Descripción del ejercicio. Identifica cada línea de las entradas que contenga la palabra "baler" y cópiala. Ten en cuenta que se distinguen las mayúsculas de las minúsculas.

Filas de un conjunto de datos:
=====
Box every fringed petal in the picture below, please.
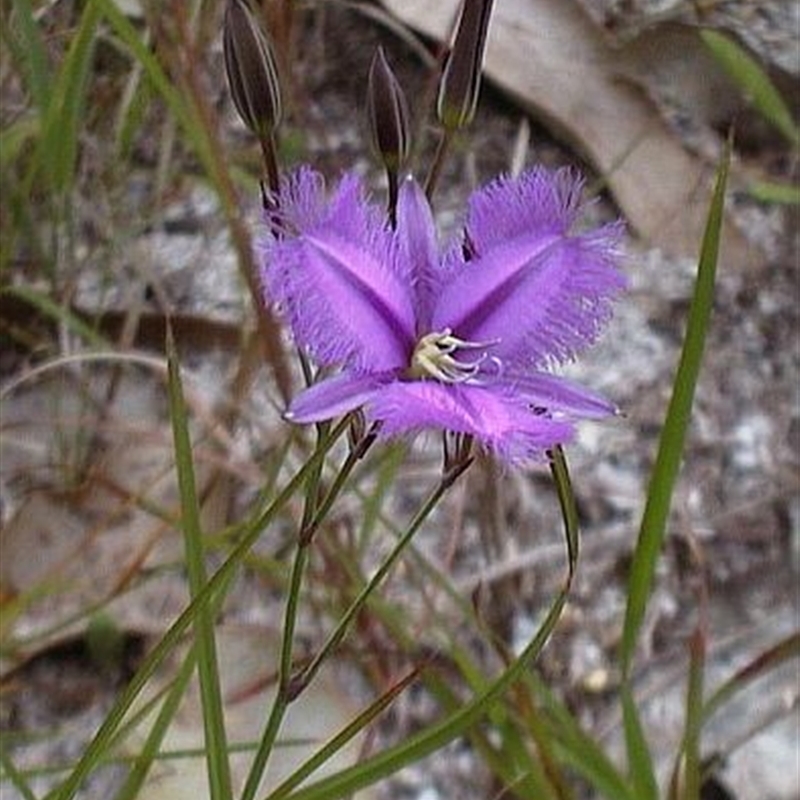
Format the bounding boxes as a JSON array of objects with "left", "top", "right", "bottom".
[
  {"left": 502, "top": 372, "right": 619, "bottom": 419},
  {"left": 365, "top": 381, "right": 574, "bottom": 464},
  {"left": 465, "top": 167, "right": 583, "bottom": 257},
  {"left": 396, "top": 176, "right": 441, "bottom": 333},
  {"left": 262, "top": 170, "right": 415, "bottom": 372},
  {"left": 433, "top": 219, "right": 625, "bottom": 368}
]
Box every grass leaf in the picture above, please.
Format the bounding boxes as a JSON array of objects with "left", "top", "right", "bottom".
[
  {"left": 620, "top": 145, "right": 730, "bottom": 678},
  {"left": 621, "top": 682, "right": 658, "bottom": 800},
  {"left": 167, "top": 330, "right": 233, "bottom": 800},
  {"left": 700, "top": 30, "right": 800, "bottom": 147}
]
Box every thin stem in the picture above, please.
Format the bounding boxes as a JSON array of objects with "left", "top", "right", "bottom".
[
  {"left": 259, "top": 133, "right": 280, "bottom": 195},
  {"left": 289, "top": 462, "right": 471, "bottom": 700},
  {"left": 241, "top": 418, "right": 374, "bottom": 800}
]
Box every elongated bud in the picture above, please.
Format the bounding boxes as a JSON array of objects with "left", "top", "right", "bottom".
[
  {"left": 436, "top": 0, "right": 494, "bottom": 130},
  {"left": 367, "top": 47, "right": 409, "bottom": 173},
  {"left": 222, "top": 0, "right": 282, "bottom": 140}
]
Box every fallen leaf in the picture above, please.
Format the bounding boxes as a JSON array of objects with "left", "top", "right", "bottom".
[{"left": 382, "top": 0, "right": 759, "bottom": 266}]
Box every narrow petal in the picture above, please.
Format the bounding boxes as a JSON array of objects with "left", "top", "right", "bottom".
[
  {"left": 262, "top": 173, "right": 415, "bottom": 372},
  {"left": 503, "top": 372, "right": 618, "bottom": 419},
  {"left": 432, "top": 226, "right": 625, "bottom": 367},
  {"left": 396, "top": 176, "right": 440, "bottom": 333},
  {"left": 284, "top": 374, "right": 392, "bottom": 424},
  {"left": 466, "top": 167, "right": 583, "bottom": 256},
  {"left": 365, "top": 381, "right": 574, "bottom": 463}
]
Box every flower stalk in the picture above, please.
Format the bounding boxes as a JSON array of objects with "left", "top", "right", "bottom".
[
  {"left": 367, "top": 47, "right": 410, "bottom": 226},
  {"left": 425, "top": 0, "right": 494, "bottom": 199},
  {"left": 222, "top": 0, "right": 283, "bottom": 193}
]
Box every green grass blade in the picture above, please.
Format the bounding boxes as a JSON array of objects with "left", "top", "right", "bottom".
[
  {"left": 679, "top": 628, "right": 705, "bottom": 800},
  {"left": 115, "top": 647, "right": 197, "bottom": 800},
  {"left": 700, "top": 30, "right": 800, "bottom": 147},
  {"left": 265, "top": 669, "right": 419, "bottom": 800},
  {"left": 620, "top": 146, "right": 730, "bottom": 676},
  {"left": 528, "top": 674, "right": 638, "bottom": 800},
  {"left": 278, "top": 568, "right": 569, "bottom": 800},
  {"left": 0, "top": 741, "right": 37, "bottom": 800},
  {"left": 621, "top": 682, "right": 658, "bottom": 800},
  {"left": 47, "top": 417, "right": 350, "bottom": 800},
  {"left": 35, "top": 0, "right": 101, "bottom": 195},
  {"left": 2, "top": 0, "right": 53, "bottom": 114},
  {"left": 167, "top": 333, "right": 233, "bottom": 800}
]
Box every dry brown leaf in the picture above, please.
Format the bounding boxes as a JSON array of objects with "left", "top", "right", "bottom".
[{"left": 383, "top": 0, "right": 758, "bottom": 266}]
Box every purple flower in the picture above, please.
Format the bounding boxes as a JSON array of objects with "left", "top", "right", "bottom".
[{"left": 259, "top": 168, "right": 625, "bottom": 463}]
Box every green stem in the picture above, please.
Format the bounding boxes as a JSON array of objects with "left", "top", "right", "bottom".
[{"left": 241, "top": 426, "right": 376, "bottom": 800}]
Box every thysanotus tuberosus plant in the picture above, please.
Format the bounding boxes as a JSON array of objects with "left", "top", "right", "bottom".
[{"left": 0, "top": 0, "right": 800, "bottom": 800}]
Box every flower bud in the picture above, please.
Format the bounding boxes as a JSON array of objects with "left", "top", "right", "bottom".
[
  {"left": 367, "top": 47, "right": 409, "bottom": 173},
  {"left": 436, "top": 0, "right": 494, "bottom": 130},
  {"left": 222, "top": 0, "right": 282, "bottom": 140}
]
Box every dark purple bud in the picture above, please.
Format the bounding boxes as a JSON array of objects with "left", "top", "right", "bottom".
[
  {"left": 367, "top": 47, "right": 409, "bottom": 172},
  {"left": 436, "top": 0, "right": 494, "bottom": 130},
  {"left": 222, "top": 0, "right": 282, "bottom": 140}
]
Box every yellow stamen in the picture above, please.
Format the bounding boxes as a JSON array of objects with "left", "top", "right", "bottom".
[{"left": 408, "top": 328, "right": 491, "bottom": 383}]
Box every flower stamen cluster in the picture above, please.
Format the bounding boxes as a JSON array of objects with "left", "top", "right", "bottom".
[
  {"left": 408, "top": 328, "right": 492, "bottom": 383},
  {"left": 260, "top": 168, "right": 625, "bottom": 463}
]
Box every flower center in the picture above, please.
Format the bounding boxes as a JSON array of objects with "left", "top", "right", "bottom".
[{"left": 407, "top": 328, "right": 494, "bottom": 383}]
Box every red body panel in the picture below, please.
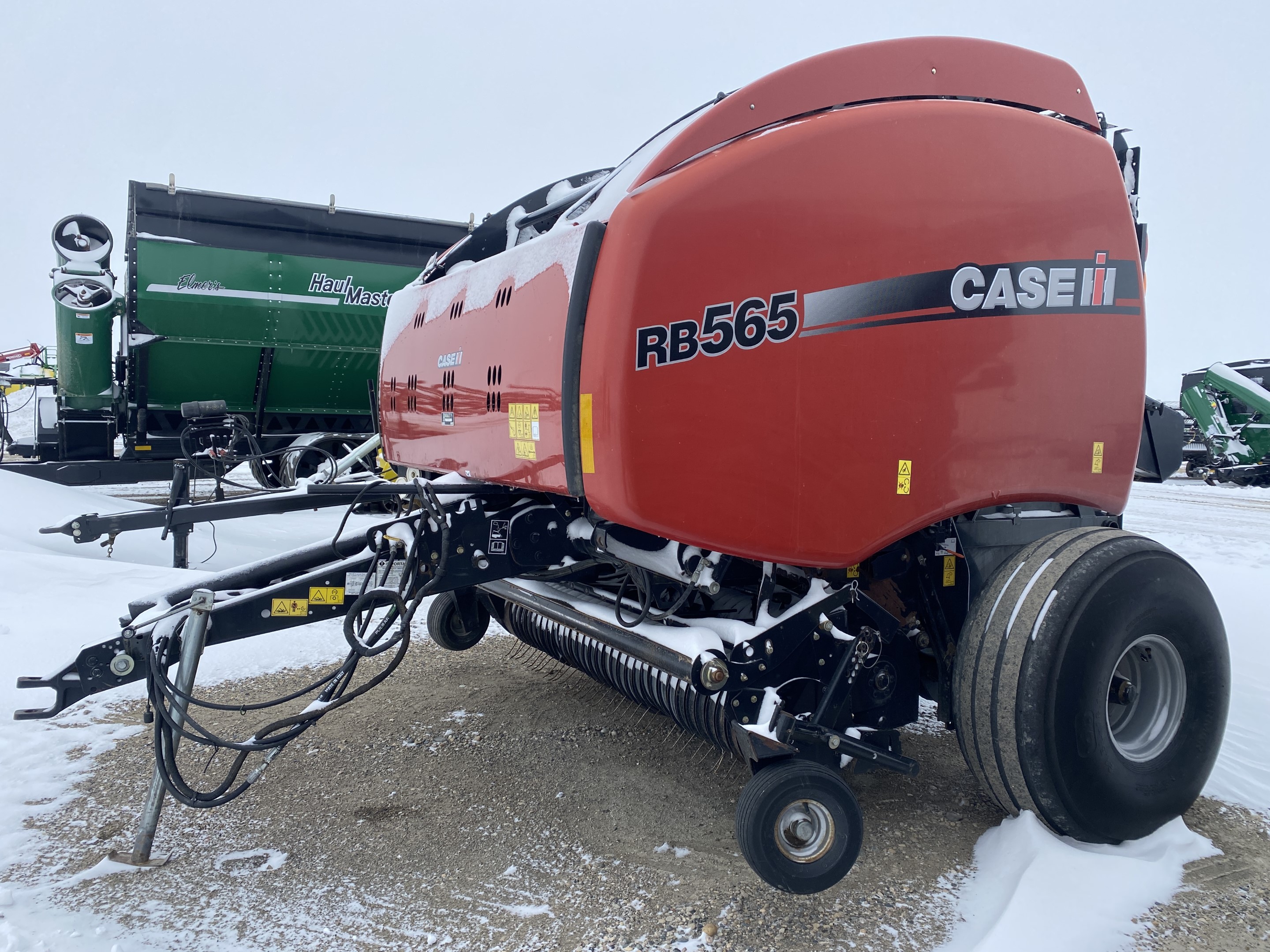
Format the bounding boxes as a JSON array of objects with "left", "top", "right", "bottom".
[
  {"left": 380, "top": 227, "right": 592, "bottom": 492},
  {"left": 580, "top": 100, "right": 1146, "bottom": 566},
  {"left": 635, "top": 37, "right": 1098, "bottom": 188},
  {"left": 381, "top": 41, "right": 1146, "bottom": 566}
]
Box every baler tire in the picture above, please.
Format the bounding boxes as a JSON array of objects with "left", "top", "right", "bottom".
[
  {"left": 428, "top": 591, "right": 489, "bottom": 651},
  {"left": 954, "top": 528, "right": 1229, "bottom": 843},
  {"left": 736, "top": 759, "right": 863, "bottom": 895}
]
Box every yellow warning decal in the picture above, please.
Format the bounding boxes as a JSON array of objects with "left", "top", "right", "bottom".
[
  {"left": 269, "top": 598, "right": 309, "bottom": 618},
  {"left": 309, "top": 585, "right": 344, "bottom": 606},
  {"left": 578, "top": 394, "right": 596, "bottom": 472},
  {"left": 507, "top": 404, "right": 538, "bottom": 442}
]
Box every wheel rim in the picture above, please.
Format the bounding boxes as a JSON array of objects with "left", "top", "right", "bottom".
[
  {"left": 776, "top": 800, "right": 833, "bottom": 863},
  {"left": 1107, "top": 635, "right": 1186, "bottom": 763}
]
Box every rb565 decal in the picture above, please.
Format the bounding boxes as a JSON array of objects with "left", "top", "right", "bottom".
[{"left": 635, "top": 291, "right": 801, "bottom": 371}]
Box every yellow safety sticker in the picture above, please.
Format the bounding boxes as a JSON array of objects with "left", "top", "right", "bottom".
[
  {"left": 269, "top": 598, "right": 309, "bottom": 618},
  {"left": 578, "top": 394, "right": 596, "bottom": 472},
  {"left": 507, "top": 404, "right": 538, "bottom": 460},
  {"left": 309, "top": 585, "right": 344, "bottom": 606}
]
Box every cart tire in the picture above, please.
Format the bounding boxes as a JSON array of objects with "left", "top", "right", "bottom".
[
  {"left": 428, "top": 591, "right": 489, "bottom": 651},
  {"left": 736, "top": 760, "right": 863, "bottom": 894},
  {"left": 952, "top": 528, "right": 1229, "bottom": 843}
]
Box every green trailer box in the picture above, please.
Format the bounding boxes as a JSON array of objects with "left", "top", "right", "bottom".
[{"left": 120, "top": 182, "right": 469, "bottom": 467}]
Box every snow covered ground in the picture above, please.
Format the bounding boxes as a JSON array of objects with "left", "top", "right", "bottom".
[{"left": 0, "top": 472, "right": 1270, "bottom": 952}]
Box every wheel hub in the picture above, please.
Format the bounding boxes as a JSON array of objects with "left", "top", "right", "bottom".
[
  {"left": 776, "top": 800, "right": 833, "bottom": 863},
  {"left": 1107, "top": 635, "right": 1186, "bottom": 763}
]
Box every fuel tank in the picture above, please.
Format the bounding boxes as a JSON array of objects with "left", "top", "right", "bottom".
[{"left": 380, "top": 38, "right": 1146, "bottom": 566}]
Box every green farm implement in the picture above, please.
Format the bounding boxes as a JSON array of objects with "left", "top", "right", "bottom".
[
  {"left": 3, "top": 182, "right": 469, "bottom": 485},
  {"left": 1181, "top": 361, "right": 1270, "bottom": 486}
]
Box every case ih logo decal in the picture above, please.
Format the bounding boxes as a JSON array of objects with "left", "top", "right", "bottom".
[
  {"left": 799, "top": 251, "right": 1142, "bottom": 338},
  {"left": 309, "top": 271, "right": 392, "bottom": 307},
  {"left": 950, "top": 251, "right": 1117, "bottom": 311},
  {"left": 635, "top": 291, "right": 801, "bottom": 371}
]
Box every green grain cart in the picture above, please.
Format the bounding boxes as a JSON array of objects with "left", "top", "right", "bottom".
[{"left": 4, "top": 182, "right": 469, "bottom": 485}]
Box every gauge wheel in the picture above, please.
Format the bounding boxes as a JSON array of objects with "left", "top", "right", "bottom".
[
  {"left": 954, "top": 528, "right": 1231, "bottom": 843},
  {"left": 736, "top": 759, "right": 863, "bottom": 894},
  {"left": 428, "top": 591, "right": 489, "bottom": 651}
]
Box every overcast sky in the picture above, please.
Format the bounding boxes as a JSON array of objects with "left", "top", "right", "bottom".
[{"left": 0, "top": 0, "right": 1270, "bottom": 400}]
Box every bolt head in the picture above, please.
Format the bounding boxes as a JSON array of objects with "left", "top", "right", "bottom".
[{"left": 111, "top": 654, "right": 136, "bottom": 678}]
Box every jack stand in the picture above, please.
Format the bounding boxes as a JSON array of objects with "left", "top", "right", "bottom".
[
  {"left": 163, "top": 460, "right": 194, "bottom": 569},
  {"left": 107, "top": 589, "right": 213, "bottom": 866}
]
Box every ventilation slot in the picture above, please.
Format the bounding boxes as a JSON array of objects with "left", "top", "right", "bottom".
[{"left": 485, "top": 364, "right": 503, "bottom": 413}]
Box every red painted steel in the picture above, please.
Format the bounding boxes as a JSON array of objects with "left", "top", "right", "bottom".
[
  {"left": 582, "top": 100, "right": 1146, "bottom": 566},
  {"left": 381, "top": 41, "right": 1146, "bottom": 566},
  {"left": 632, "top": 37, "right": 1098, "bottom": 188},
  {"left": 380, "top": 227, "right": 582, "bottom": 492}
]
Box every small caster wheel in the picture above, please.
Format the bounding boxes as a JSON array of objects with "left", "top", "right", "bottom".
[
  {"left": 736, "top": 760, "right": 863, "bottom": 894},
  {"left": 428, "top": 591, "right": 489, "bottom": 651}
]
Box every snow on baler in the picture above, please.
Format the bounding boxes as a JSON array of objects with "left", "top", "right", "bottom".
[{"left": 20, "top": 38, "right": 1228, "bottom": 892}]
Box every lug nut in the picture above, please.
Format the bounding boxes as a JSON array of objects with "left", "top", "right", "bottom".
[{"left": 701, "top": 658, "right": 728, "bottom": 691}]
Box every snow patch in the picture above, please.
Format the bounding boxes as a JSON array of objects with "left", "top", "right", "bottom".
[
  {"left": 212, "top": 848, "right": 287, "bottom": 876},
  {"left": 940, "top": 811, "right": 1221, "bottom": 952}
]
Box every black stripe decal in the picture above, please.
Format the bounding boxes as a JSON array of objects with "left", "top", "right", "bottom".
[{"left": 799, "top": 258, "right": 1142, "bottom": 336}]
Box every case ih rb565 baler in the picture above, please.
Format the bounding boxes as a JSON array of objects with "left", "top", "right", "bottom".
[{"left": 22, "top": 39, "right": 1228, "bottom": 892}]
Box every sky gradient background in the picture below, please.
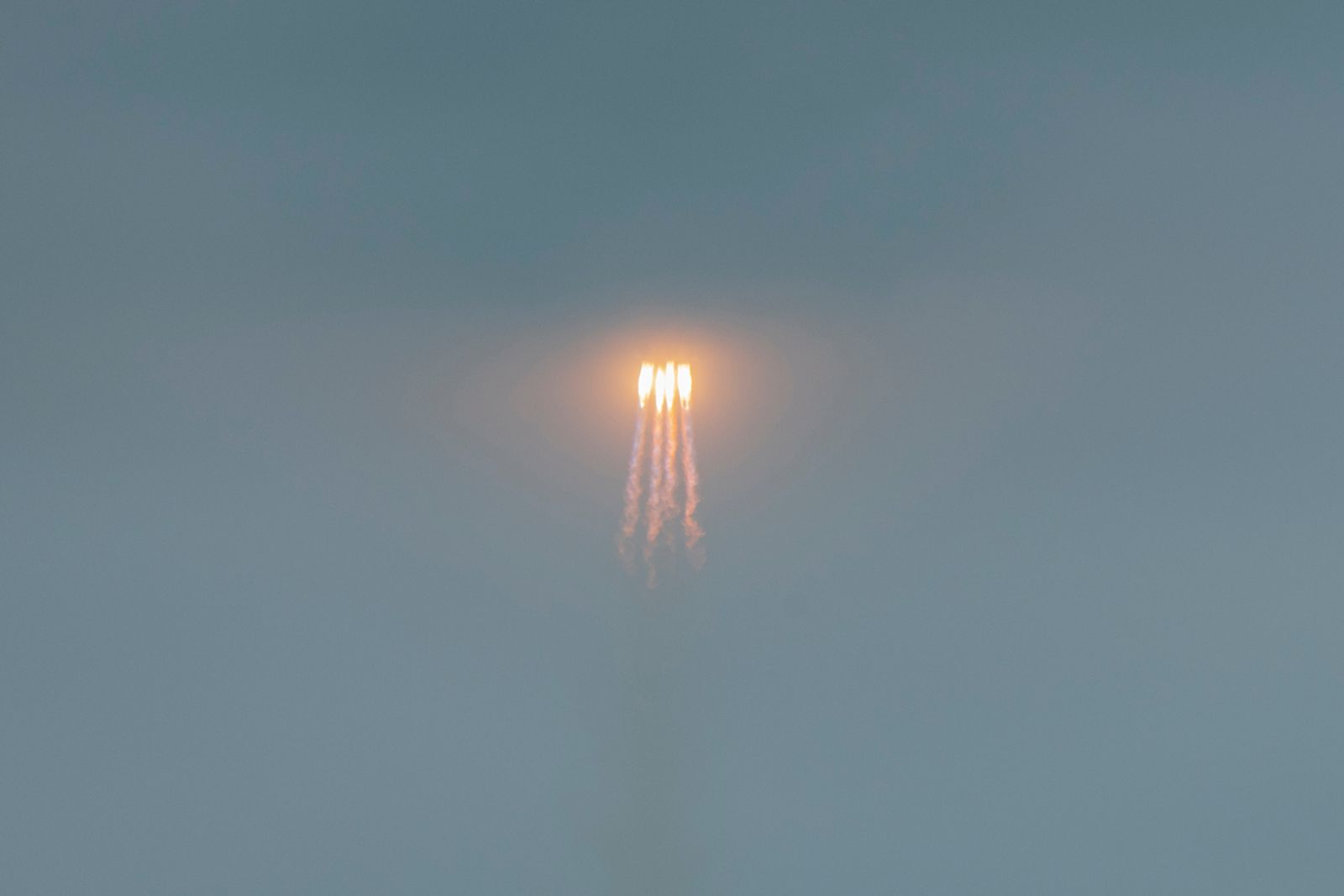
=====
Respuesta del ejercicio.
Box every baler tire in the picture above, please.
Box every snow on baler in the picture above, please.
Box every case ih rb565 baler in the picture above, please.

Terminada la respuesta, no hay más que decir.